REQUIREMENT = After locating the line containing "of the white", restate that line and each one after it exactly, through the last line of the material.
::: PROVIDED RECORDS
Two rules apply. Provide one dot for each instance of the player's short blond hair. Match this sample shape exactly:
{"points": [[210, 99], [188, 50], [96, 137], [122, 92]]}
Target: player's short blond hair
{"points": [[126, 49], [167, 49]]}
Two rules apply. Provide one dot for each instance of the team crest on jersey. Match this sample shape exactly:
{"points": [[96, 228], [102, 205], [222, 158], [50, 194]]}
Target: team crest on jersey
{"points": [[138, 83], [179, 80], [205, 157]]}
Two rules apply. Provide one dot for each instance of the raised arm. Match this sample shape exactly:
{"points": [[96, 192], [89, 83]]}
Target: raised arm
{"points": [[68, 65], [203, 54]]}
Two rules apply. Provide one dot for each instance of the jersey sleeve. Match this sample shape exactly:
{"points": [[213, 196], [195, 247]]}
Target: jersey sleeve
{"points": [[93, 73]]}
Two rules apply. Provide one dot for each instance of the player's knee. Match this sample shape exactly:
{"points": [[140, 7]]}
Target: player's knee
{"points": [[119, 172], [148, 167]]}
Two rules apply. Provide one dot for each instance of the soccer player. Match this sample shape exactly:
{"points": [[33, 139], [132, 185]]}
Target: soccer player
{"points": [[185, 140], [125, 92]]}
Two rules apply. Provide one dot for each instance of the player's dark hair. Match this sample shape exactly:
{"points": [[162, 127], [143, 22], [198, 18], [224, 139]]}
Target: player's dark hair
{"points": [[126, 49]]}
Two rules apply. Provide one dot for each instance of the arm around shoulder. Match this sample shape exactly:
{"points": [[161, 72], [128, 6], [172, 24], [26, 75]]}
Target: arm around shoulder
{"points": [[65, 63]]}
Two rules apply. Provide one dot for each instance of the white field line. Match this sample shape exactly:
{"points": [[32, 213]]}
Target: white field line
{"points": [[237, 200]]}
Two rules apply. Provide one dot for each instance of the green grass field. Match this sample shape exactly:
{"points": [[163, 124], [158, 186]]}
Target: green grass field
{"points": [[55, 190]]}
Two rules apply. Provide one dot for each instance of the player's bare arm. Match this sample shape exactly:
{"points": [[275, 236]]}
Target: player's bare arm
::::::
ANSWER AREA =
Two rules apply. Provide one dot for each instance of the white field line. Match this sample shape exactly:
{"points": [[32, 213]]}
Target: white field line
{"points": [[237, 200]]}
Two rules apply. Provide one dot for each instance of the green grass field. Match this sample shape exactly:
{"points": [[163, 124], [158, 186]]}
Target: green grass field
{"points": [[55, 190]]}
Two rules apply. Provide one dot for each instance of the player's bare arm. Match this sample shape exactly:
{"points": [[275, 236]]}
Target: player's bare arm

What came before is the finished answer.